(READING TEXT begins)

     Ukraine’s stated reason for Tymoshenko’s pretrial detention, a purported “lack of respect for the court,” put them in violation of this statute, without an additional finding of ulterior motives, according to the ruling.
     Three members of the panel agreed with the finding, but not with the reasoning.
     The concurring opinion, signed by Czech Judge Karel Jungwiert, German Judge Angelika Nussberger and French Judge Andre Potocki, criticizes the majority for giving short shrift to Tymoshenko’s “main complaint, which concerns the link between human rights violations and democracy, namely that her detention has been used by the authorities to exclude her from political life and to prevent her standing in the parliamentary elections of 28 October 2012.”
     By avoiding this topic, the majority adopted a rationale that could “render it impossible for the applicant to prove” an abuse of state power, the concurring opinion states.
     “Generally, knowledge about what the court calls a ‘hidden agenda’ is within the sphere of the authorities and is thus not accessible to an applicant,” according to the concurring opinion. “It is therefore necessary to accept evidence of the authorities’ improper motives which relies on inferences drawn from the concrete circumstances and the context of the case.”
     Later, these judges warned: “If the human rights of politically active persons are restricted for the purpose of hindering or making impossible their participation in the political life of a country, democracy is in danger.”
     The majority also drew heat for its reluctance to find that Tymoshenko was abused during her transfer to a hospital, where she was found bruised.
     Tymoshenko claimed that three prison guards forced her to leave her cell by wrapping her in a sheet and hitting her in the abdomen.
     “Feeling acute pain in her abdomen and spine, the applicant lost consciousness and only woke up in the hospital,” the majority opinion states, summarizing the allegations. “She remembered having been carried out to the ambulance by one of the prison guards.
     Despite the permanent surveillance of her cell, the prison administration claimed that no recording of the incident had been made.”
     The hospital’s forensic medical examination stated that bruises were “self-inflicted,” and could not have come from the assault that she alleged. Tymoshenko distrusted the medical staff and rebuffed subsequent examinations.
     While the majority decided that this refusal precluded any finding of degrading and inhuman treatment, three dissenting judges said the matter warrants further study.

(READING TEXT ends)
(RECORD EXTRACTS begins)

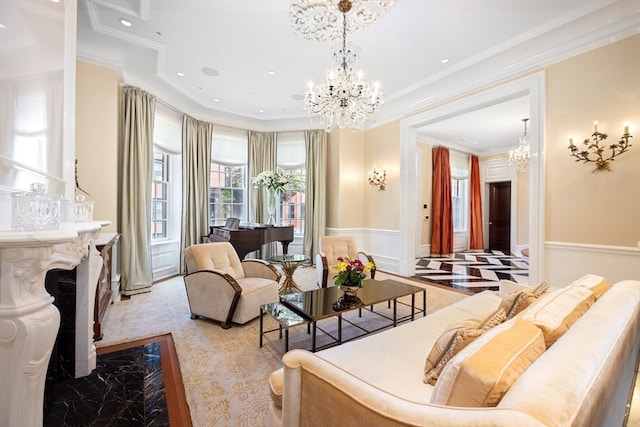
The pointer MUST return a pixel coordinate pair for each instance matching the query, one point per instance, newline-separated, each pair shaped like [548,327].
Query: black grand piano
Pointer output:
[246,238]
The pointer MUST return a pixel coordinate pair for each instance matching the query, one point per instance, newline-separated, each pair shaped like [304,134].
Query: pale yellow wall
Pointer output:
[382,149]
[97,99]
[333,180]
[426,185]
[581,206]
[345,181]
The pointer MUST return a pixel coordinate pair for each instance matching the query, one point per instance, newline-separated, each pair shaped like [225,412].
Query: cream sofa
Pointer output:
[583,379]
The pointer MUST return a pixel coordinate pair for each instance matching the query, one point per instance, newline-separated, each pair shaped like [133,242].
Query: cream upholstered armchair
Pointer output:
[331,248]
[223,288]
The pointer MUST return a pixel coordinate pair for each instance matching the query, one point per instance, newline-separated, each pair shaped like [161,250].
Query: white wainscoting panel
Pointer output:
[567,262]
[495,170]
[165,259]
[382,245]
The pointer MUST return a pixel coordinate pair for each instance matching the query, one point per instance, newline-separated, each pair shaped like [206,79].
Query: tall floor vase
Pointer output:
[271,207]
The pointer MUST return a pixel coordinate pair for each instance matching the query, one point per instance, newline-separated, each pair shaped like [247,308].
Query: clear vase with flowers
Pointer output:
[275,183]
[351,273]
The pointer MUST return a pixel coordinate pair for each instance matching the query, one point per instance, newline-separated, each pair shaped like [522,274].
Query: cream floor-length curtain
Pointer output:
[316,191]
[135,172]
[262,156]
[196,165]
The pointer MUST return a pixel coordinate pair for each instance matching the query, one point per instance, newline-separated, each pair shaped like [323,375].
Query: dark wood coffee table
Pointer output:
[323,303]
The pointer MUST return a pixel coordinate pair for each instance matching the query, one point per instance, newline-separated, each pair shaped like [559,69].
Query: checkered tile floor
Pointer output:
[473,271]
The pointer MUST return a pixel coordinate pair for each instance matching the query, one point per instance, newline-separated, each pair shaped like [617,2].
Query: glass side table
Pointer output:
[285,318]
[289,264]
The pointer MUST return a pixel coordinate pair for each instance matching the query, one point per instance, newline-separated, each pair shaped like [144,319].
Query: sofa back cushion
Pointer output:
[483,371]
[597,284]
[456,337]
[219,256]
[516,301]
[557,311]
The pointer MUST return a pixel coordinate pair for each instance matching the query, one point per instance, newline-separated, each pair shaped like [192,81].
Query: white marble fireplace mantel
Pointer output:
[29,322]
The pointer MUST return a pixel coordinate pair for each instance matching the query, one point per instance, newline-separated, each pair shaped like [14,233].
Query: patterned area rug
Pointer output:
[224,372]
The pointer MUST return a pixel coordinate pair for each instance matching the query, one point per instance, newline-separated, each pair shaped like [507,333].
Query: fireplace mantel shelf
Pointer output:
[29,322]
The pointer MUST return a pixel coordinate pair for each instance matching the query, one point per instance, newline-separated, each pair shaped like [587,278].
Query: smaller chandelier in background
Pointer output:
[377,179]
[519,158]
[321,20]
[593,152]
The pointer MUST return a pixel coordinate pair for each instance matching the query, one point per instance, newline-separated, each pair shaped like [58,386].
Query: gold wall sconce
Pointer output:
[595,146]
[378,179]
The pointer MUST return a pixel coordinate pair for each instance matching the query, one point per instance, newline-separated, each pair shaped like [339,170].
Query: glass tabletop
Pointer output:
[289,258]
[319,303]
[281,313]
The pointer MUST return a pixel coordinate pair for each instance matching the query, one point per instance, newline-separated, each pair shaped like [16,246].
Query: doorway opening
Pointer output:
[500,216]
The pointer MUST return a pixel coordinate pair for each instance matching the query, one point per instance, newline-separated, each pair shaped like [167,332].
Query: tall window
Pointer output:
[167,175]
[160,197]
[291,158]
[459,190]
[227,192]
[228,176]
[459,202]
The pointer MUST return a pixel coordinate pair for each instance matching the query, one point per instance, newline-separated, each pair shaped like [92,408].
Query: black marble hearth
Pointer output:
[126,389]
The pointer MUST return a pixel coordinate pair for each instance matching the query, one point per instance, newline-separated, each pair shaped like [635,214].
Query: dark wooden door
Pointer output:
[500,216]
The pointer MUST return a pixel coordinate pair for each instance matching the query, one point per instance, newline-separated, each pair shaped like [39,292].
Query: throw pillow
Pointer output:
[557,311]
[481,374]
[456,337]
[597,284]
[516,301]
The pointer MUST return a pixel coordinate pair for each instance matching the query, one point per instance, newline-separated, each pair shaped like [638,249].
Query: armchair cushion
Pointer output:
[221,287]
[219,256]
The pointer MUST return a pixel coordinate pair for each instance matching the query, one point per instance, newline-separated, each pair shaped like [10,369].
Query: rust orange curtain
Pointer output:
[476,237]
[442,223]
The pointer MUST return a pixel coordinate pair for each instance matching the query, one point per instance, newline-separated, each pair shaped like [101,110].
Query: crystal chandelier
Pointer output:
[519,158]
[319,20]
[344,99]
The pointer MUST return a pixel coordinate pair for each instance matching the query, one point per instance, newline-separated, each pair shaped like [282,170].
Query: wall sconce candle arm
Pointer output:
[378,179]
[594,150]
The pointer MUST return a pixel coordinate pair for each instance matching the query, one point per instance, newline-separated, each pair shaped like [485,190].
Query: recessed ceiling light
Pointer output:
[212,72]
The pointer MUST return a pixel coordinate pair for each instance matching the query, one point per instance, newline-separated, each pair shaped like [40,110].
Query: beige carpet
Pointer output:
[224,371]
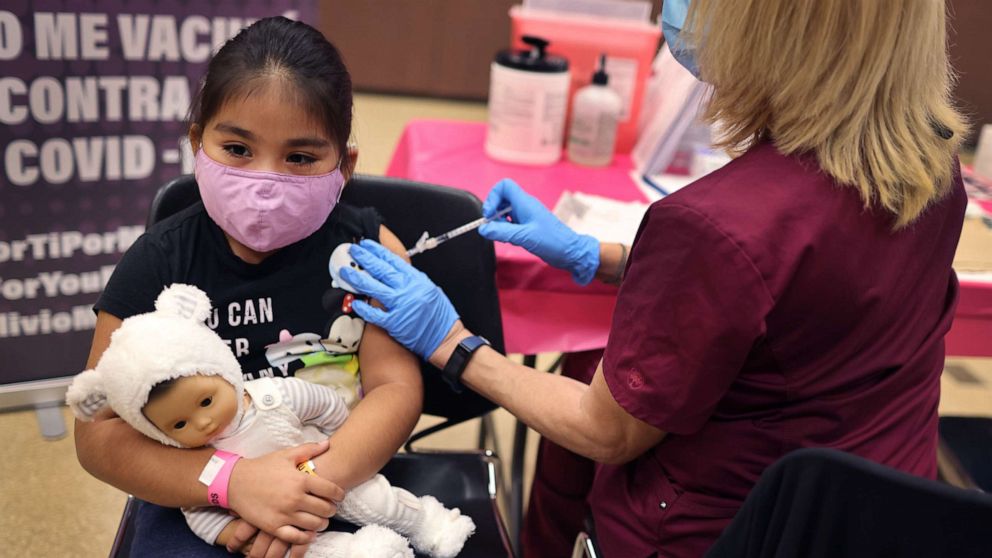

(RECORD EXTRACTS ends)

EXERCISE 1 — Write out the passage of the Tymoshenko ruling article, everything from "The majority also" down to "in the abdomen.".
EXERCISE 2 — Extend the article about the Tymoshenko ruling past its final sentence.
These items were taken from a different source than the article about the Tymoshenko ruling.

ANSWER BOX 1 —
The majority also drew heat for its reluctance to find that Tymoshenko was abused during her transfer to a hospital, where she was found bruised.
     Tymoshenko claimed that three prison guards forced her to leave her cell by wrapping her in a sheet and hitting her in the abdomen.

ANSWER BOX 2 —
     “It is true that the investigation was hampered by the applicant’s refusal to undergo a forensic medical examination on two occasions,” according to the dissent from Luxembourg’s Judge Dean Spielmann, Lichtenstein’s Judge Mark Villiger and Germany’s Judge Nussberger.
     “However, we cannot overlook the fact that the history of the applicant’s detention was characterized by her mistrust of the state authorities, including medical staff and experts who worked under the authority of the state and were not seen by her to enjoy the necessary independence. In these circumstances, we do not find unreasonable the applicant’s wish, in a case in which she alleged an assault by members of the prison administration, to be examined by an expert seen by her to be entirely independent of the state authorities.”
     They added that the “bruising which was established on the applicant’s body was consistent with the account given by her of an assault by one or more members of the staff of the colony at the time of her transfer to hospital. Moreover, it is in any event beyond dispute that the bruising occurred while the applicant was in detention, thereby imposing on the government the burden of advancing a plausible explanation as to how the bruising had occurred which did not involve the use of force on the applicant by members of the staff of the [Kachanivska Correctional Colony]. … In view of the inadequacies of the investigation into the circumstances of the bruising which are noted above, we are of the opinion that the government have failed to advance any plausible explanation for the injuries of the applicants while in detention. Accordingly, in our opinion Article 3 of the convention was violated also in its substantive aspect.”